It was in the first decades of the 20th century art began to be taught from the point of view of the mental images of perception. That is to say, reality creates a state of mind that becomes a painting when the person communicates the idea by arranging the right things in the right place within two-dimensions.  It is well documented how this teaching liberated the mind of one student of the time, Georgia O’Keeffe, from the tyranny of having to produce representations of landscapes that did not encapsulate her mental perception of them.  It released her dissatisfied intellect into the realm of non- representational art to paint ‘something I know’.  She invented a personal visual vocabulary, which quickly placed her at the forefront of American modernism. 
O’Keeffe and her modernist contemporaries were essentially investigating patterns in nature to discover how drawing could be used to communicate self.  She was encapsulating in shapes and colours a rich array of human emotions and mental associations suggested by material objects.  Eigen and other neural scientists of the 1970s were trying to discover how scientific ideas about an ‘unseeable’ network of proteins could be communicated as drawings.  Inevitably, science has to use ‘artistic methods’ to depict the patterns it discovers.  Graphicity actually evolved for this very purpose of comprehending how we can control our social evolution.  The depiction of supercycles is obviously useful knowledge.  Scientific diagrams are part of a universal language, underpinned by a precise terminology and an agreed set of international symbols, although the scientists who are at the cutting edge of neural networks are a relatively small subculture of understanding.  This may be contrasted with the subculture grouped around the makers and critics of non-representational works of art.  For example, Georgia O’Keeffe’s picture ‘Black Diagonal’, one of a series of abstract charcoals, utilises her own personal non-verbal language of symbols to represent a particular state of mind.  In this sense it is not a visual aid for viewers to understand her mental discovery.  She put it this way:
“There are people who have made me see shapes…I have painted portraits that to me are almost photographic.  I remember hesitating to show the paintings, they looked so real to me.  But they have passed into the world as abstractions-no one seeing what they are”.

DATASET EXCERPTS:
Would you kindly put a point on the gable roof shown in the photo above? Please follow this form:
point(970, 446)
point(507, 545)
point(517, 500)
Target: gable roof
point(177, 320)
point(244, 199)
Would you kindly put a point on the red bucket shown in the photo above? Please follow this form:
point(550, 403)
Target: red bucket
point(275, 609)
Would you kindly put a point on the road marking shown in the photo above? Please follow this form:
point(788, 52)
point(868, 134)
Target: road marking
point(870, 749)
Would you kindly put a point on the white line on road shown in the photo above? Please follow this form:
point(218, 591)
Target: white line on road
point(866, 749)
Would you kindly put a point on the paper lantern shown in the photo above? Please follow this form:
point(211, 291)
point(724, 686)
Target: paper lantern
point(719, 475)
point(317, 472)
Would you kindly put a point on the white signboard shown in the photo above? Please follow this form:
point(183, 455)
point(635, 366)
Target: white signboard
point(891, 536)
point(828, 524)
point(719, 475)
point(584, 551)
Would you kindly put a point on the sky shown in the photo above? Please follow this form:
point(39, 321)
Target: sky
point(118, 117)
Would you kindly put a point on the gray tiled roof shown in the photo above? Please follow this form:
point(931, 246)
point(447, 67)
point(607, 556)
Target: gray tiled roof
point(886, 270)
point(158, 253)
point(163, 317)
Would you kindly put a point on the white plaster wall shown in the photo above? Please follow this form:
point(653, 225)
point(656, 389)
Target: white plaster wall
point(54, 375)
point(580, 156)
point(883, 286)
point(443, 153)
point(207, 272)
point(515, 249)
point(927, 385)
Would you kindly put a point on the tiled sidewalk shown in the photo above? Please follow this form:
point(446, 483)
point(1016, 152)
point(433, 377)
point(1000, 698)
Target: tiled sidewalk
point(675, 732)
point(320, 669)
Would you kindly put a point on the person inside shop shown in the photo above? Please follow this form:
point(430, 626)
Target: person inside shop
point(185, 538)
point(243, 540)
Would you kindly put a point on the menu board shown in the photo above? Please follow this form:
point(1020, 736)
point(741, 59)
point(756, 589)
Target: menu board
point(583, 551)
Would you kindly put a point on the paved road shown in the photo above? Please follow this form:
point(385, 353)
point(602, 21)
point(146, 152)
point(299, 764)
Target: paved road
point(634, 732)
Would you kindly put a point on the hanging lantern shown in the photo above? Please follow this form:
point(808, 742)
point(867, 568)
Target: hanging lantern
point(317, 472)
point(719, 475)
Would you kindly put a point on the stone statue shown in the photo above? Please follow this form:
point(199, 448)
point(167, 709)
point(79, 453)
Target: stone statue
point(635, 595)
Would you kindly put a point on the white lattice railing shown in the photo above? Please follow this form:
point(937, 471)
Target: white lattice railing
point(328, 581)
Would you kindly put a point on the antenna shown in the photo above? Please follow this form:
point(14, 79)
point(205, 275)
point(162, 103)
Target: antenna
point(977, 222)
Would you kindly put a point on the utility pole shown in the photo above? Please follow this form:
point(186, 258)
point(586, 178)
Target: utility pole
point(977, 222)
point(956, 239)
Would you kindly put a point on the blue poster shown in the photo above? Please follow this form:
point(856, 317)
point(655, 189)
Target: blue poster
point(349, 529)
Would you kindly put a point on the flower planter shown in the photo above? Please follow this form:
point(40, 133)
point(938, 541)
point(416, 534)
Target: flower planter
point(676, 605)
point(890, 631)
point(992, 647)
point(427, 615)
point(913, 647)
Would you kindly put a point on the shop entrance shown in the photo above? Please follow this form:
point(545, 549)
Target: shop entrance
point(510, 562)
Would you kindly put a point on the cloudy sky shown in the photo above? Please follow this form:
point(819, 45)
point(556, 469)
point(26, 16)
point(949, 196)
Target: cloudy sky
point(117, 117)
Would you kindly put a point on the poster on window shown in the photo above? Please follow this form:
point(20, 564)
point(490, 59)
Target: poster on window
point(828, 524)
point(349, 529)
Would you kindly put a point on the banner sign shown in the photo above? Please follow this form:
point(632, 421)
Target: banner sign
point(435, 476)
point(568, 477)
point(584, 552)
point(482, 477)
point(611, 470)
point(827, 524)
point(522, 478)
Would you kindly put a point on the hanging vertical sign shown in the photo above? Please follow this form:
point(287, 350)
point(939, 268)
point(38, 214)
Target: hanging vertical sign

AIM OF THE EXERCISE:
Answer these from the passage on Georgia O'Keeffe and scientific drawing:
1. When did art begin to be taught from the point of view of the mental images of perception?
2. In which decade were Eigen and other neural scientists trying to communicate scientific ideas as drawings?
3. What is O'Keeffe's picture "Black Diagonal" one of?

SOLUTION TO THE EXERCISE:
1. In the first decades of the 20th century.
2. The 1970s.
3. A series of abstract charcoals.